AI 101: What are FLOPS in AI?

what are FLOPS in AI

Along with an LLM’s “size” in parameters, FLOPS are one of the more confusing terms batted around in AI circles. So: What are FLOPS in AI? In Machine Learning? In supercomputers?

Essentially, a FLOPS is a unit of measurement for raw performance of any computer, or chip, or datacenter, and in particular it is used as the raw metric by which the speed of supercomputers — or more commonly, supercomputing clusters — are ranked.

FLOPS Defined

FLOPS is a loose acronym that stands for FLoating-point OPerations per Second. A single floating-point operation is a mathematical computation between two numbers with long decimal values (thus the “floating point“), such as:

89.72134546 x 4.000121278 = ?

Astonishingly (and we have come to expect, even demand this), modern computers are capable of performing bazillions of these calculations — floating point operations per second of human time. I use “bazillion” as a stand-in term.

But you get the point. Computer’s performance in FLOPS essentially is a rough measure of how much algorithmic horsepower any given system can deliver, per second. how much The numbers are actually so huge that they are well outside most of our vocabulary limits.

EXERCISE - Reproduce verbatim the portion of the article on FLOPS that begins with the words "But you get" and ends after the words "our vocabulary limits.". The rows that follow have no connection to the article on FLOPS.

Stored rows
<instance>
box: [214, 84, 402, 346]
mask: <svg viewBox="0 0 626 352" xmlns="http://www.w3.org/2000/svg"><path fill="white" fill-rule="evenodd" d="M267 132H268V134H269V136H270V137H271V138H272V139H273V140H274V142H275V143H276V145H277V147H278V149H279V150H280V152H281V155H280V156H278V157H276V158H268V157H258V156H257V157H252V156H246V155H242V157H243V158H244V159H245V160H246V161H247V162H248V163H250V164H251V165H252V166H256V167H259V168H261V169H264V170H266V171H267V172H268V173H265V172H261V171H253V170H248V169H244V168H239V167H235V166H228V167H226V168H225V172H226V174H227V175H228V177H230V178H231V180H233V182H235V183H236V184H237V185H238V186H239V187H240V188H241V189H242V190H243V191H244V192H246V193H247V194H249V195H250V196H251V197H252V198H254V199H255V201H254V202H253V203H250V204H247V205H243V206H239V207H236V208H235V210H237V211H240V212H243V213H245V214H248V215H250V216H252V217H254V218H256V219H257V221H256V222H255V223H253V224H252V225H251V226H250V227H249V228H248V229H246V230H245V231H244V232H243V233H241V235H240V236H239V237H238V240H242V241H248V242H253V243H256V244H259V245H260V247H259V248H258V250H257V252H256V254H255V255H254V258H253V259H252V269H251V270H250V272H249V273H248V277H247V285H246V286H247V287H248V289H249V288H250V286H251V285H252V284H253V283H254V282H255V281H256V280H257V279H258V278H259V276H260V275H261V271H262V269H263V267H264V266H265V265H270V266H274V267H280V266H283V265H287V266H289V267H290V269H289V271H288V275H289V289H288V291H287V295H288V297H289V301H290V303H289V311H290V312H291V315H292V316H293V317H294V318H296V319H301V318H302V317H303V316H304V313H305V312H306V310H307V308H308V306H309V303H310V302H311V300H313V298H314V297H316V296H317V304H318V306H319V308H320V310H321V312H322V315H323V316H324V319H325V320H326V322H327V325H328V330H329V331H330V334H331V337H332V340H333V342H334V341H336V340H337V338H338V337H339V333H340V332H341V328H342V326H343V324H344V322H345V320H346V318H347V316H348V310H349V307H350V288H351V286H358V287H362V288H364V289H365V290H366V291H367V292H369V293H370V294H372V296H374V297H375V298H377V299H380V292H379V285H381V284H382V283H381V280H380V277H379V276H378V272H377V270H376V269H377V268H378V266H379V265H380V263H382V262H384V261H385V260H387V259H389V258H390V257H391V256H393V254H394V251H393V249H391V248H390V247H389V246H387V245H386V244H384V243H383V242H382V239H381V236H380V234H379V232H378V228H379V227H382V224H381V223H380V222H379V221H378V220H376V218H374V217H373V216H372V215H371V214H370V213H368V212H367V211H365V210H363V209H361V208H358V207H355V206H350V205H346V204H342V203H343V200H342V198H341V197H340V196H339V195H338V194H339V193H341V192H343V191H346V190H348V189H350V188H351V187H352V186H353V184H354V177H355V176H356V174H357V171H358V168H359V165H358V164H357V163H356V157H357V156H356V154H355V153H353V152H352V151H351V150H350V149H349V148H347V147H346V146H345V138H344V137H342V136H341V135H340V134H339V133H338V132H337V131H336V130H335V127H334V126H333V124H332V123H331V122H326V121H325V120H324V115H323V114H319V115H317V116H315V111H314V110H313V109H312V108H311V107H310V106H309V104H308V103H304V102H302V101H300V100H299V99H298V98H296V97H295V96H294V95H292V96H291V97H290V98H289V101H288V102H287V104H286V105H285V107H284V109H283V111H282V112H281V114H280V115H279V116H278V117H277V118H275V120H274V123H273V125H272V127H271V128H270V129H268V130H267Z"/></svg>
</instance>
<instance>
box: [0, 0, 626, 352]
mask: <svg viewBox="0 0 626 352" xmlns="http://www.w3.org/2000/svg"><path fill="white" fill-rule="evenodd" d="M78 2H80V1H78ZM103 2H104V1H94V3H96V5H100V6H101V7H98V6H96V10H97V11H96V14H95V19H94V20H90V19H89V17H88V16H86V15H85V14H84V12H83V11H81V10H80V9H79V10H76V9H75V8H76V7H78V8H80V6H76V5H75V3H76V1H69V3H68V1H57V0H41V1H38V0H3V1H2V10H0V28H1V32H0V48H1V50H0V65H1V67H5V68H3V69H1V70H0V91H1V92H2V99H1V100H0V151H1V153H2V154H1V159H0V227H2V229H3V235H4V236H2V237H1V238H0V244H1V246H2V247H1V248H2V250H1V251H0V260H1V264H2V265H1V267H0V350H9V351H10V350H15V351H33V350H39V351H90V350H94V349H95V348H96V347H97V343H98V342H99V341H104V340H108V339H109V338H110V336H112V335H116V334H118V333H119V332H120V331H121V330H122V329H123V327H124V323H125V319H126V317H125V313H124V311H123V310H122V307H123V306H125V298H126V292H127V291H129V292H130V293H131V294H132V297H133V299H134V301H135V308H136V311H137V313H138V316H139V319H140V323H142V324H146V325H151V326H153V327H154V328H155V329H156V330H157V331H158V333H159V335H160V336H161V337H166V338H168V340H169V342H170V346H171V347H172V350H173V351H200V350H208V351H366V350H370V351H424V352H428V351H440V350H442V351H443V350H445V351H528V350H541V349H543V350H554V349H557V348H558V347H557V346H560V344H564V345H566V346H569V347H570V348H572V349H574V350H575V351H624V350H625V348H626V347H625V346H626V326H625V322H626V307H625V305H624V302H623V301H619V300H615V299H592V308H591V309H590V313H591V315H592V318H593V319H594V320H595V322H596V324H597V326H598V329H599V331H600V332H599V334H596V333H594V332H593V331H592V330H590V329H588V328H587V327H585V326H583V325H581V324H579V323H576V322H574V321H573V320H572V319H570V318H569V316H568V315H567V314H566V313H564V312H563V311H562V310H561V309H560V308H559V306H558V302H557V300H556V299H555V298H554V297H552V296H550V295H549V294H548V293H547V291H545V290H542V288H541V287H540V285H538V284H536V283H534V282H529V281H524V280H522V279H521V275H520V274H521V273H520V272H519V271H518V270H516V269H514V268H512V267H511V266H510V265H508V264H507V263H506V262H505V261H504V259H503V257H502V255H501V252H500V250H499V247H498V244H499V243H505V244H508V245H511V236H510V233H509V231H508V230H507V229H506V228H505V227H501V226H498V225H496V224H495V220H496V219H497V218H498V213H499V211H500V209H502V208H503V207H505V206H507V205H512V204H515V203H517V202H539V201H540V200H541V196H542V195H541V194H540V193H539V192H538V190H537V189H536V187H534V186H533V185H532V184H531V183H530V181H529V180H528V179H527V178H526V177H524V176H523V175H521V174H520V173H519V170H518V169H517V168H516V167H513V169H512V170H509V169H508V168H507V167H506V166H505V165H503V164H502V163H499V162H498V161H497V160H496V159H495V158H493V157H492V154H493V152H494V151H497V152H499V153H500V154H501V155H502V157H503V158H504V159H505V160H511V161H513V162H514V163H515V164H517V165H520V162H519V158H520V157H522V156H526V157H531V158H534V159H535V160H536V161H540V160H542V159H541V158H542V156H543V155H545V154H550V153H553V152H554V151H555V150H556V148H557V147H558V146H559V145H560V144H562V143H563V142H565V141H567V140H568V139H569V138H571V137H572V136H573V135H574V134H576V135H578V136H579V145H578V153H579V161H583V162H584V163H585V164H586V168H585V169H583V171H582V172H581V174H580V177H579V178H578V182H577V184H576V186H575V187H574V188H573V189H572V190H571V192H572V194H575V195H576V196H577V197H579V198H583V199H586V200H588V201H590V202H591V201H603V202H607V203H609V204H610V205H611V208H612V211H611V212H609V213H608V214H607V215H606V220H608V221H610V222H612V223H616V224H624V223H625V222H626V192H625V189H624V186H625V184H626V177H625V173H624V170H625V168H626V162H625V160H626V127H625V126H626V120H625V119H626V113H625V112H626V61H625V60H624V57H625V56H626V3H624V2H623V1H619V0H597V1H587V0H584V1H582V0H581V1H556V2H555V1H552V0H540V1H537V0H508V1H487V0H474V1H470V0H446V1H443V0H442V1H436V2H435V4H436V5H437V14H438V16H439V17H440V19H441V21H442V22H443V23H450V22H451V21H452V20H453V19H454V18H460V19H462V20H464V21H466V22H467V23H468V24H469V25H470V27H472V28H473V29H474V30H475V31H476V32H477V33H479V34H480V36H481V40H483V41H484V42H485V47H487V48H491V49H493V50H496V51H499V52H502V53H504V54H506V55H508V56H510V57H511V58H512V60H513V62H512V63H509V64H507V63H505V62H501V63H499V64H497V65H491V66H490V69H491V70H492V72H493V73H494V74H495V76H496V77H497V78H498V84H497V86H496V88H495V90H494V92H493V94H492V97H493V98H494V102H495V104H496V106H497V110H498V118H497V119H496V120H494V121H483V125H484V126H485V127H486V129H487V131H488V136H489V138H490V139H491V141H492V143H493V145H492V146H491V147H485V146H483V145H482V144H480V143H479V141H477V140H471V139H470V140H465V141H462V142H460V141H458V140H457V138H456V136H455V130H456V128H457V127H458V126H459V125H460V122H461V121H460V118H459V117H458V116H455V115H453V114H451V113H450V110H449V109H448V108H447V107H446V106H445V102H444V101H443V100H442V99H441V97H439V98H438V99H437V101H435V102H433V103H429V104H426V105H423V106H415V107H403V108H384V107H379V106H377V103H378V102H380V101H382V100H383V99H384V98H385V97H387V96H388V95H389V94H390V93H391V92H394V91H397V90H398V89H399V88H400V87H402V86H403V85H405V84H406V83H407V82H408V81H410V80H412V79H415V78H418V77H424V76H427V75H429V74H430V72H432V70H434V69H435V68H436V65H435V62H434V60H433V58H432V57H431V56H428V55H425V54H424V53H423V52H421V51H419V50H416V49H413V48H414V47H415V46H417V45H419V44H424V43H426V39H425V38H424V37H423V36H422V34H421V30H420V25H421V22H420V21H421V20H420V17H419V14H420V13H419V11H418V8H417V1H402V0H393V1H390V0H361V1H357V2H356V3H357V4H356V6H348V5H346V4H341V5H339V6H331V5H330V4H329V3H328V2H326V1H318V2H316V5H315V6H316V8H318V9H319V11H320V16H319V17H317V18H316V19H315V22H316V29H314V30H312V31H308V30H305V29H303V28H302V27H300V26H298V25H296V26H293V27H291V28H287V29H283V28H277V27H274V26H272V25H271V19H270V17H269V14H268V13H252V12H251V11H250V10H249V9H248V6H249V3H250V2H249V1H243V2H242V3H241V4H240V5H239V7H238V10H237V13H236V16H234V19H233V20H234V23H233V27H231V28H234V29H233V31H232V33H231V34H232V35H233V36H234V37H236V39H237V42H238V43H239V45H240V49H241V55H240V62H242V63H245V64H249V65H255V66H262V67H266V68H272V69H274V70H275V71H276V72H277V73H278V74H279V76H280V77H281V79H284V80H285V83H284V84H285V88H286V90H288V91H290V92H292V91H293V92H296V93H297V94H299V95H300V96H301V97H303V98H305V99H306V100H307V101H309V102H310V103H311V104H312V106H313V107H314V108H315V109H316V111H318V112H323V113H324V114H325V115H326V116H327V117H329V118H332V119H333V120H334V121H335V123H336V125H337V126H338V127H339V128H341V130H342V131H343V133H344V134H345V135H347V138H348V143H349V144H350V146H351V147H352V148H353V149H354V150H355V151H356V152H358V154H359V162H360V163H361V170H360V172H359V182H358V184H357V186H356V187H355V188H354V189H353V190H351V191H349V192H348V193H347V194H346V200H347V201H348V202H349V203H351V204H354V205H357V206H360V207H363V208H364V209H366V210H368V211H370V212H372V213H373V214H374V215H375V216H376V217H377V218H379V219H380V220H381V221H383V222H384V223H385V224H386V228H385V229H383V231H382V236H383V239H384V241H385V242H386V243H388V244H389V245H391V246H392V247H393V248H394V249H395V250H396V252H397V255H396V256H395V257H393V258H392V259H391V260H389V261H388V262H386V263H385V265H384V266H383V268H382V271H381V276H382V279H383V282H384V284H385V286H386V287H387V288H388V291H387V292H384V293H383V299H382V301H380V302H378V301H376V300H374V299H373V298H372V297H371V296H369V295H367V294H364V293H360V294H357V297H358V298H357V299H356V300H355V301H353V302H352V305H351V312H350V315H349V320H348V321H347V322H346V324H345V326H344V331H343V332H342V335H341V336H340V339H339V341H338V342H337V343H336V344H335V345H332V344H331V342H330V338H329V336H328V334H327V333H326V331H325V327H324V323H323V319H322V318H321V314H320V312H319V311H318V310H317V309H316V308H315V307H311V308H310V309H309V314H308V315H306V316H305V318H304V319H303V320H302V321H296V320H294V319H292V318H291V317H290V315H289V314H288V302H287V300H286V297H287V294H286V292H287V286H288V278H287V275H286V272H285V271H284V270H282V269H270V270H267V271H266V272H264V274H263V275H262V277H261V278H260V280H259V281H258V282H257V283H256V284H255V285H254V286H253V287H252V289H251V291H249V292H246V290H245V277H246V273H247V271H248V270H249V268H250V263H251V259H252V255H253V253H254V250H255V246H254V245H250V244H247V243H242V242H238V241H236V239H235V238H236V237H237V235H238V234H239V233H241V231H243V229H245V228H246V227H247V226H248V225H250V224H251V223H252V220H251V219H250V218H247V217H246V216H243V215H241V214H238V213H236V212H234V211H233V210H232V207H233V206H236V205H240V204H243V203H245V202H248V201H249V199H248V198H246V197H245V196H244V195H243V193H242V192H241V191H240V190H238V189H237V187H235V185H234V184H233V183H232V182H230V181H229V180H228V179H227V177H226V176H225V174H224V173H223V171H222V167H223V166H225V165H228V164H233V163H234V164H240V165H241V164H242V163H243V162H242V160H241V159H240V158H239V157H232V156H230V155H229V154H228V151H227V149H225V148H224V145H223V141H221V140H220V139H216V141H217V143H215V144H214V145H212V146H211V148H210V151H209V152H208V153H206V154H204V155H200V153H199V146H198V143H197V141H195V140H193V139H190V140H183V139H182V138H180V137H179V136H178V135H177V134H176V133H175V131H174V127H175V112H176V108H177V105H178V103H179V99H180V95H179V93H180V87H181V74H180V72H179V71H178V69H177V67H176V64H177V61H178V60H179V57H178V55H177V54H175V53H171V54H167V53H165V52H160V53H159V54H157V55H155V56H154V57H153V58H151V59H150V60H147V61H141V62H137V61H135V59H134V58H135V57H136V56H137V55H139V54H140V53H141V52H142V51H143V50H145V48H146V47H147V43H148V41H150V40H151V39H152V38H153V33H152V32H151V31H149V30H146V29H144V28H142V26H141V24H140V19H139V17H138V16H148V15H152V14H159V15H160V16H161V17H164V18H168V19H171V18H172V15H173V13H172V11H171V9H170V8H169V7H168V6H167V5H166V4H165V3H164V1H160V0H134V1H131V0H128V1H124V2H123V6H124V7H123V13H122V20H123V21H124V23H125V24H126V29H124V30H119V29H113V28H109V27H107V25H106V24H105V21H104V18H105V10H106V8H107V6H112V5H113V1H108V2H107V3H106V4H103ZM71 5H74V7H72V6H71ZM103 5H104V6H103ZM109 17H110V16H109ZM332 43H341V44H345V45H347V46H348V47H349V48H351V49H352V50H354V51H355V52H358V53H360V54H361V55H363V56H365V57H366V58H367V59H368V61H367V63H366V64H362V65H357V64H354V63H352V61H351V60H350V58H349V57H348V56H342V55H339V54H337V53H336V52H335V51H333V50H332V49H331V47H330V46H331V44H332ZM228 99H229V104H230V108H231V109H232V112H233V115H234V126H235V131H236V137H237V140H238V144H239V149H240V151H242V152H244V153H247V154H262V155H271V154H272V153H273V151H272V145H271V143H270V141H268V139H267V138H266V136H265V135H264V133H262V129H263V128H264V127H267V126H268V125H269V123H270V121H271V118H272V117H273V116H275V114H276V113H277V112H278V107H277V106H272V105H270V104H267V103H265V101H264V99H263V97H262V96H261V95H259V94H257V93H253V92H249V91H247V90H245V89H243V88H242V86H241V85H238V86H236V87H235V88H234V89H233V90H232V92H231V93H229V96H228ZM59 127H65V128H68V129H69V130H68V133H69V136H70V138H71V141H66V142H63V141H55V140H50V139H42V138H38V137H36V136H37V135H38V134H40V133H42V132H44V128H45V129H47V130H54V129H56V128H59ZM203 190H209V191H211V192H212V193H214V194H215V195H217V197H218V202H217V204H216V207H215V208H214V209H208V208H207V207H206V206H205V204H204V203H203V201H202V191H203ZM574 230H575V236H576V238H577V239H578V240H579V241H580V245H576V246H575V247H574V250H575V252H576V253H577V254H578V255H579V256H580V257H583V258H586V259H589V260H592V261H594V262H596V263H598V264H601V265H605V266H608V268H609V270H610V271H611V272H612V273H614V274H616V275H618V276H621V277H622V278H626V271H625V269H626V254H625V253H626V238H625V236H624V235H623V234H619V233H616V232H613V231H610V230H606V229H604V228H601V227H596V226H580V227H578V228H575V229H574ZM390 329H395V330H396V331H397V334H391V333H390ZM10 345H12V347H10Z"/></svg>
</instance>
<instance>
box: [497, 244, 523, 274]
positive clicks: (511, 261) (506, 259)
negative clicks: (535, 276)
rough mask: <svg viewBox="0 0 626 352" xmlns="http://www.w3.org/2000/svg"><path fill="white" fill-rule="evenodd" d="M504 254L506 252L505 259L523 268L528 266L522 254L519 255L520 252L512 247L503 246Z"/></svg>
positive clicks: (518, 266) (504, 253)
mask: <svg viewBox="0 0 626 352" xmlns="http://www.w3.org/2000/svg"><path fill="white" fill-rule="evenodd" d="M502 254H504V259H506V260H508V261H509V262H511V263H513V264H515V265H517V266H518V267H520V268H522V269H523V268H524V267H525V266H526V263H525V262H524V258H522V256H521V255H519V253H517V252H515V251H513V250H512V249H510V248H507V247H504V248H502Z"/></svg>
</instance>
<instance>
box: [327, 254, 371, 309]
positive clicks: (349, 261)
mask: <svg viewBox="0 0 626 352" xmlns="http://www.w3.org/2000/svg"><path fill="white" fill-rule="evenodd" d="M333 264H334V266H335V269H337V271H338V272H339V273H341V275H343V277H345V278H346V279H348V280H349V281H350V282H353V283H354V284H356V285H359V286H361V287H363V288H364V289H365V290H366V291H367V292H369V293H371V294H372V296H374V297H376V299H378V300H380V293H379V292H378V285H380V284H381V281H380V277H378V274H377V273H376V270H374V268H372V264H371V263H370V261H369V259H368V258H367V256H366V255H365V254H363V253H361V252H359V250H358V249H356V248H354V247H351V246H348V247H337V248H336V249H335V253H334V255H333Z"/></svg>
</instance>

TASK ANSWER -
But you get the point. Computer’s performance in FLOPS essentially is a rough measure of how much algorithmic horsepower any given system can deliver, per second. how much The numbers are actually so huge that they are well outside most of our vocabulary limits.